=== Extrait fourni ===

==============================

Haendel - crédits : Hulton Archive/ Getty Images

Haendel

En 1920, le pèlerin qui, comme Romain Rolland, entreprend un « voyage musical au pays du passé », a pu entendre L'Orfeo de Monteverdi, Zoroastre de Rameau, Dido and Aeneas de Purcell ou Armide de Lully. Mais il n'a jamais vu ni entendu aucun opéra italien de Haendel. Non que celui-ci fût oublié. Au contraire : c'est parce que, à la différence de Bach ou de Vivaldi, Haendel n'entra jamais au purgatoire, qu'une large part de sa musique y demeura. Lorsque quatre mille âmes exécutaient chaque année Le Messie au Crystal Palace, lorsque Judas Maccabaeus et Joshua, immenses fresques bibliques et militaires, inspiraient le rituel choral du siècle romantique tout entier, qui eût osé se plaindre d'une quelconque absence ? On avait simplement oublié qu'avant de concevoir l'oratorio, Haendel avait commis une quarantaine d'opéras. Ou plutôt, on ne l'avait pas oublié : on lui pardonnait ces années d'errance, on l'absolvait puisque, justement, il avait su oublier, fuir l'opéra, s'élever.

Le 6 avril 1754 avait eu lieu, au King's Theatre de Londres, la dernière représentation d'un opéra de Handel, Admeto, quatorze ans après que le musicien eut abandonné la langue italienne. Nous relevons bien ensuite la trace d'un Giulio Cesare à l'affiche du Concert of Antient Music en 1787, mais il s'agit d'un pasticcio et non de l'opéra composé en 1723. Un siècle plus tard, le 14 janvier 1878, le compositeur autrichien Johann Nepomuk Fuchs, en poste à Hambourg, y dirige quelques scènes de l'opéra allemand Almira (1705) dans le cadre d'une « semaine historique d'opéra » – florilège qui servit ensuite à la célébration du bicentenaire de la naissance du compositeur, le 23 février 1885, à Leipzig. Rien d'autre. Nous n'avons connaissance d'aucune représentation d'un opéra de Haendel où que ce soit avant le 26 juin 1920.

==============================

=== Consignes ===
a – Pouvez-vous recopier le passage de l'extrait sur Haendel qui commence à « Le 6 avril 1754 » et se termine à « le 26 juin 1920. » ?
b – Comment résumeriez-vous l'extrait sur Haendel en deux phrases ?
c – Pourriez-vous prolonger l'extrait sur Haendel au-delà de sa dernière phrase ?
La liste ci-après constitue un document indépendant de l'extrait sur Haendel.

=== Données fournies ===
==============================

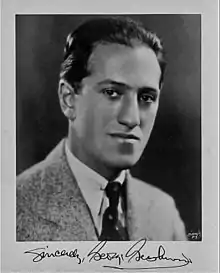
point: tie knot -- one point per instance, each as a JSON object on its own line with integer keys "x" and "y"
{"x": 113, "y": 192}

==============================

=== Réponses finales ===
a –
Le 6 avril 1754 avait eu lieu, au King's Theatre de Londres, la dernière représentation d'un opéra de Handel, Admeto, quatorze ans après que le musicien eut abandonné la langue italienne. Nous relevons bien ensuite la trace d'un Giulio Cesare à l'affiche du Concert of Antient Music en 1787, mais il s'agit d'un pasticcio et non de l'opéra composé en 1723. Un siècle plus tard, le 14 janvier 1878, le compositeur autrichien Johann Nepomuk Fuchs, en poste à Hambourg, y dirige quelques scènes de l'opéra allemand Almira (1705) dans le cadre d'une « semaine historique d'opéra » – florilège qui servit ensuite à la célébration du bicentenaire de la naissance du compositeur, le 23 février 1885, à Leipzig. Rien d'autre. Nous n'avons connaissance d'aucune représentation d'un opéra de Haendel où que ce soit avant le 26 juin 1920.

b – En 1920, l'amateur de musique ancienne n'avait jamais pu voir ni entendre aucun opéra italien de Haendel, car on lui pardonnait la quarantaine d'opéras composés avant les oratorios qui, comme Le Messie, dominaient le siècle romantique. Après la dernière représentation d'Admeto au King's Theatre de Londres le 6 avril 1754, on ne relève qu'un pasticcio de Giulio Cesare en 1787 et quelques scènes d'Almira dirigées à Hambourg en 1878 puis reprises à Leipzig en 1885, sans aucune représentation d'un opéra de Haendel avant le 26 juin 1920.

c –
En ce début d'été qu'assombrit encore la défaite de 1918, le docteur Oskar Hagen, professeur d'histoire de l'art à l'université de Göttingen, en Basse-Saxe, ose ce que nul ne pouvait seulement concevoir : présenter au public un opéra italien de Haendel en trois actes et sur scène. Pour la première fois depuis 1743, Haendel, compositeur allemand, foule les planches d'un théâtre allemand. Mieux : cette Rodelinda imprévue triomphe. Treize soirées n'étanchent pas la soif naissante d'un public qui s'étend à la vitesse du son ; quatre années plus tard, Rodelinda aura conquis vingt-quatre villes. Dès l'été suivant, le docteur Hagen exhume Ottone. Le 5 juillet 1922 renaît Giulio Cesare, porté disparu depuis 1737. Cette version princeps de ce qui allait devenir le plus populaire des opéras seria au xxe siècle visitera de 1922 à 1927 trente-six villes d'Europe du Nord où elle sera vue au total deux cent vingt-deux fois. Ainsi naquit le festival de Göttingen, origine d'un Handel revival florissant trois quarts de siècle plus tard.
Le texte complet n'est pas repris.